**Supplied material**
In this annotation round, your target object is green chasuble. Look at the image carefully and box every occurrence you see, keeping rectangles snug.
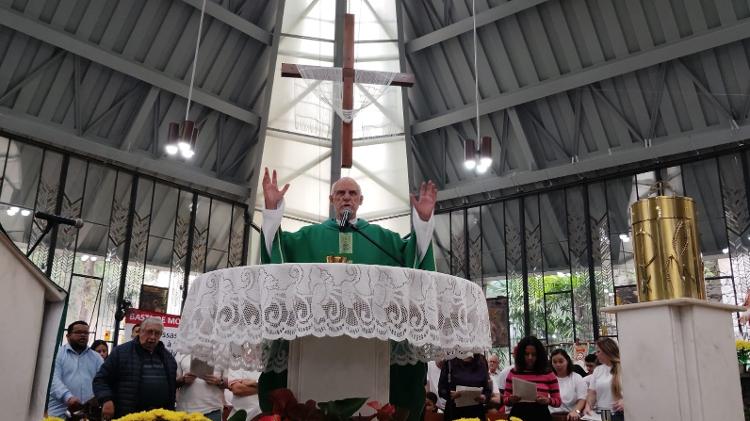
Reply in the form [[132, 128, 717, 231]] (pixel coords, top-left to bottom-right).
[[258, 217, 435, 421]]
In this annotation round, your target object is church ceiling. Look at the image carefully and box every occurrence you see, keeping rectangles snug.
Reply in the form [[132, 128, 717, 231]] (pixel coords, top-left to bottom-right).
[[0, 0, 282, 202], [402, 0, 750, 210]]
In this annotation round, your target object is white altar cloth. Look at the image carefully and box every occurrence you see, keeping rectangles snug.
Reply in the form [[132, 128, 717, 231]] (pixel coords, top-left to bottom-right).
[[176, 263, 491, 371]]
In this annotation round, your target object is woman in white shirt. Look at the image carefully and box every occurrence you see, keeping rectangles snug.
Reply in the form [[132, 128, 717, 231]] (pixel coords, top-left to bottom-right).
[[585, 338, 624, 421], [549, 349, 587, 420]]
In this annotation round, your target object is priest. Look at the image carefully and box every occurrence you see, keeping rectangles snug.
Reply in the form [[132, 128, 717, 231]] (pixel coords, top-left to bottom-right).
[[258, 167, 438, 421]]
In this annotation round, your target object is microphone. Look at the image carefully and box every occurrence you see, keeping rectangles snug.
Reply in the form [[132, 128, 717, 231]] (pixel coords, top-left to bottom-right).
[[338, 208, 352, 231], [34, 211, 84, 228]]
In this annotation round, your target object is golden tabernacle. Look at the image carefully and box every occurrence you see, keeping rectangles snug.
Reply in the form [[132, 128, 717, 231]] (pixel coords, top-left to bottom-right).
[[630, 196, 706, 301]]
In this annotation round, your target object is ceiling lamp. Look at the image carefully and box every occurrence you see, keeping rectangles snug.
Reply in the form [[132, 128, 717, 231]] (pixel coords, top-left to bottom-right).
[[464, 0, 492, 175], [464, 138, 476, 170], [165, 0, 207, 160]]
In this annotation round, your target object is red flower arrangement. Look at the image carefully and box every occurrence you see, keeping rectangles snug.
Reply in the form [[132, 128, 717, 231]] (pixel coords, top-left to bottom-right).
[[253, 388, 408, 421]]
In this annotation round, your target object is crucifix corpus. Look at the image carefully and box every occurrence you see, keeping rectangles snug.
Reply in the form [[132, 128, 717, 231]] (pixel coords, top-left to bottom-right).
[[281, 13, 415, 169]]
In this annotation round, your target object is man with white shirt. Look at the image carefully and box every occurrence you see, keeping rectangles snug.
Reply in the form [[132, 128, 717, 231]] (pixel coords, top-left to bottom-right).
[[175, 354, 227, 421], [47, 321, 103, 418], [227, 369, 262, 421], [258, 169, 438, 421]]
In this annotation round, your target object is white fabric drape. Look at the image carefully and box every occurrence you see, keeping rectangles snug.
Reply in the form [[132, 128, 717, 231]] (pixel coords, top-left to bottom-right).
[[176, 263, 491, 371]]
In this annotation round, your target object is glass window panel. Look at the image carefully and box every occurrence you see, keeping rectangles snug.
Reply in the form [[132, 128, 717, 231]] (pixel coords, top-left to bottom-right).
[[190, 195, 211, 275], [524, 196, 545, 340], [28, 150, 64, 273], [123, 178, 155, 308], [504, 199, 525, 346], [718, 154, 750, 334], [167, 190, 193, 314], [541, 190, 570, 295], [81, 163, 116, 226], [95, 170, 133, 346], [433, 212, 451, 274], [74, 223, 109, 278], [467, 207, 482, 282], [206, 200, 233, 272], [545, 292, 574, 346], [681, 158, 729, 300], [51, 158, 89, 289], [281, 0, 336, 39], [566, 187, 594, 342], [450, 210, 466, 278], [228, 205, 247, 267], [481, 202, 506, 279], [0, 140, 43, 208], [348, 0, 397, 40], [65, 275, 103, 334], [150, 183, 179, 238]]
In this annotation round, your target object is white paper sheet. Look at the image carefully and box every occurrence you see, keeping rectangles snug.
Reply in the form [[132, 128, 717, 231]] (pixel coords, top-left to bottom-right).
[[512, 376, 538, 402], [581, 412, 602, 421], [454, 385, 483, 407]]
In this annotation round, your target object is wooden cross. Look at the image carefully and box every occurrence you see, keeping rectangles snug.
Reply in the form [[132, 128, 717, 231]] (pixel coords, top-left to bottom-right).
[[281, 13, 415, 169]]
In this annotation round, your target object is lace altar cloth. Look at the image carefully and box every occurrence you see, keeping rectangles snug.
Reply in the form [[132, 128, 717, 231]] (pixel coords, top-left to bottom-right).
[[175, 264, 491, 372]]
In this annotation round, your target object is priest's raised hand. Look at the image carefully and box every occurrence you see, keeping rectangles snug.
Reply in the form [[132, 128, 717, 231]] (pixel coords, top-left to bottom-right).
[[262, 167, 289, 210], [411, 180, 438, 222]]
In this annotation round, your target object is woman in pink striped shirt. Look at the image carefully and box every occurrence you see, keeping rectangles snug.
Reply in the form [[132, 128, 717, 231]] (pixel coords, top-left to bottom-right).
[[503, 336, 561, 421]]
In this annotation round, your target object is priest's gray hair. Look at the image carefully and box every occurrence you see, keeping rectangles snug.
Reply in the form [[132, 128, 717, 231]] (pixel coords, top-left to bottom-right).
[[140, 317, 164, 330], [330, 177, 361, 195]]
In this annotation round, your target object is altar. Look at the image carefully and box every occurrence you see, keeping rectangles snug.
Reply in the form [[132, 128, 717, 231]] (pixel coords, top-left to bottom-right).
[[176, 263, 491, 410]]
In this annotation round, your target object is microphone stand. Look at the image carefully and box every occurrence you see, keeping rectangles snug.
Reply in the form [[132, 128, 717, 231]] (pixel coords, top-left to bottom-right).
[[26, 223, 56, 257], [348, 224, 405, 267]]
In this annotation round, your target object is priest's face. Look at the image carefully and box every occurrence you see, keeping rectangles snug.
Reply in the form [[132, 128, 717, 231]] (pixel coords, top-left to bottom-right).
[[330, 177, 363, 219]]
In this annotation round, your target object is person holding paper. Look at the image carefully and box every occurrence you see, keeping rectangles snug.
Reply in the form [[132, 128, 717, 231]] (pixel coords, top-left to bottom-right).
[[438, 353, 493, 420], [503, 336, 561, 421], [549, 349, 587, 420], [175, 354, 227, 421]]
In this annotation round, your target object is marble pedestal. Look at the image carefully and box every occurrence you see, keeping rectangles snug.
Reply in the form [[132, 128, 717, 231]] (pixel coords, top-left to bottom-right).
[[287, 335, 390, 413], [603, 298, 744, 421]]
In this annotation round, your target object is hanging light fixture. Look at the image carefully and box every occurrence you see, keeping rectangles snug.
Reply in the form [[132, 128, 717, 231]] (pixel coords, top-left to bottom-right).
[[165, 0, 207, 160], [464, 0, 492, 174], [464, 138, 477, 170]]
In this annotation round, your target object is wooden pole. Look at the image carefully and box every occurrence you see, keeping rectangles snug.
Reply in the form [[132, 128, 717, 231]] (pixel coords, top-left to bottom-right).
[[341, 13, 355, 169]]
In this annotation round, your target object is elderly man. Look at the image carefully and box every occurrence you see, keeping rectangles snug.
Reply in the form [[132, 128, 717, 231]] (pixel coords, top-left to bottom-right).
[[259, 168, 438, 421], [47, 321, 103, 418], [93, 317, 178, 419]]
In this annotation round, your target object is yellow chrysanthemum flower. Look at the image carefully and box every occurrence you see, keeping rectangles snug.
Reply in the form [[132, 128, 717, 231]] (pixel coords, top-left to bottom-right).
[[43, 417, 65, 421], [113, 409, 210, 421]]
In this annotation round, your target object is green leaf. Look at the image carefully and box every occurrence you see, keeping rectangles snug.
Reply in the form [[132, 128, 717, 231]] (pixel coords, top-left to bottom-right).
[[227, 410, 247, 421], [317, 397, 368, 421]]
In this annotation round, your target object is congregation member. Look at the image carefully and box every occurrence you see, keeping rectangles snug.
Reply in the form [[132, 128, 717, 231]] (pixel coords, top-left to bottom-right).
[[47, 321, 103, 418], [426, 360, 446, 411], [585, 338, 624, 421], [438, 353, 492, 421], [93, 317, 177, 420], [549, 349, 587, 421], [423, 392, 439, 416], [131, 322, 141, 340], [503, 336, 561, 421], [175, 353, 227, 421], [227, 369, 263, 420], [90, 339, 109, 360]]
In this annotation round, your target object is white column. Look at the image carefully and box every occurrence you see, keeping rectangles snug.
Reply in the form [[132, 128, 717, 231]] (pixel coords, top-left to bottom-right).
[[603, 298, 744, 421]]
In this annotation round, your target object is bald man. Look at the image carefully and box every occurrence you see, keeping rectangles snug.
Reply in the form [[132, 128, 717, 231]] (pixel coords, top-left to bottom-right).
[[259, 168, 438, 421]]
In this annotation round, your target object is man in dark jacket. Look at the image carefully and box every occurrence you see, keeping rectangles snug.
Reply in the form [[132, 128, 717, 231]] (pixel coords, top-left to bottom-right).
[[93, 317, 178, 419]]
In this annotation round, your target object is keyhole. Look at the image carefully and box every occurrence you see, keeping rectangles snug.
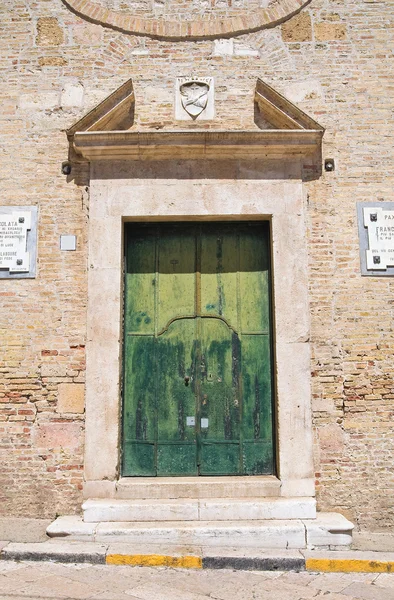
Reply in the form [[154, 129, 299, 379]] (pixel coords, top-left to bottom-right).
[[184, 376, 190, 387]]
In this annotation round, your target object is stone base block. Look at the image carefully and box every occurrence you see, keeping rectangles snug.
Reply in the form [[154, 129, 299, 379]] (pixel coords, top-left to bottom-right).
[[46, 516, 96, 541], [305, 513, 354, 550]]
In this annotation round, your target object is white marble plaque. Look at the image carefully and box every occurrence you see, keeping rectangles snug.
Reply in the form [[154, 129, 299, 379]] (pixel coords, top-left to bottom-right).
[[0, 207, 37, 278], [363, 206, 394, 271], [175, 76, 214, 121], [0, 210, 32, 272]]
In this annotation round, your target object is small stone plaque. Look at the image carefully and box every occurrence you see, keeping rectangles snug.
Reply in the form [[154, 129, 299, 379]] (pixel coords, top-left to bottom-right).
[[175, 76, 214, 121], [60, 235, 77, 251], [357, 202, 394, 276], [0, 206, 37, 279]]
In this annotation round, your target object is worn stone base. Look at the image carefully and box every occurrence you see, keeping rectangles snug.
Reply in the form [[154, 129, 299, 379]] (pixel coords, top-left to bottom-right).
[[47, 512, 354, 550]]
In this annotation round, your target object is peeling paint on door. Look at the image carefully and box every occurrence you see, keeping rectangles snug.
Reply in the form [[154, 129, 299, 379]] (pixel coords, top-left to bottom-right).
[[122, 222, 274, 476]]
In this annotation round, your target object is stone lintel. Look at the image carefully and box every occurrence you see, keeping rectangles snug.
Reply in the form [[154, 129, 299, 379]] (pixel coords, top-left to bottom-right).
[[73, 129, 323, 162]]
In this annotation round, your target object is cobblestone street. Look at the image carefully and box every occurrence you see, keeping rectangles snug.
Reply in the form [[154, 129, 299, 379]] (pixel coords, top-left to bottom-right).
[[1, 561, 394, 600]]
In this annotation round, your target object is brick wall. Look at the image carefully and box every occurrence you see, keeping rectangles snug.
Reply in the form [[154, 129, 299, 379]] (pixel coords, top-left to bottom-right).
[[0, 0, 393, 529]]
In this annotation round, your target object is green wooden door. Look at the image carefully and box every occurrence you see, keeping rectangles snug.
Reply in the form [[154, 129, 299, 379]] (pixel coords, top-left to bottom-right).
[[122, 222, 274, 476]]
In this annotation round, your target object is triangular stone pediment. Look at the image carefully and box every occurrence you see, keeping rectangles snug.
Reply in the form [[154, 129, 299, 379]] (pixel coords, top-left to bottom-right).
[[67, 78, 134, 138], [67, 78, 323, 164], [254, 78, 324, 132]]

**Instructions to follow**
What you give back should be only the lines of the records above, starting at the line with "In this annotation round, your target object is golden" and ending at the line with "In this annotation round, your target object is red", restated word for word.

**Answer space**
In this annotation round, your target object is golden tabernacle. Look at the image carefully and box every occurrence you see, keeping rectangles snug.
Reply in the form [[132, 128, 717, 231]] (pixel coords, top-left to bottom-right).
[[630, 196, 706, 301]]
In this annotation round, your target object is ceiling lamp. Look at the image carefully and box every occurrence you see, keeping rectangles snug.
Reply in the form [[132, 128, 717, 231]] (pixel coords, top-left to bottom-right).
[[464, 0, 492, 175], [464, 138, 476, 170], [165, 0, 207, 160]]
In this annotation round, your target object is red flower arrangement. Look at the image carefully and box every occurrence you see, keeping rectangles snug.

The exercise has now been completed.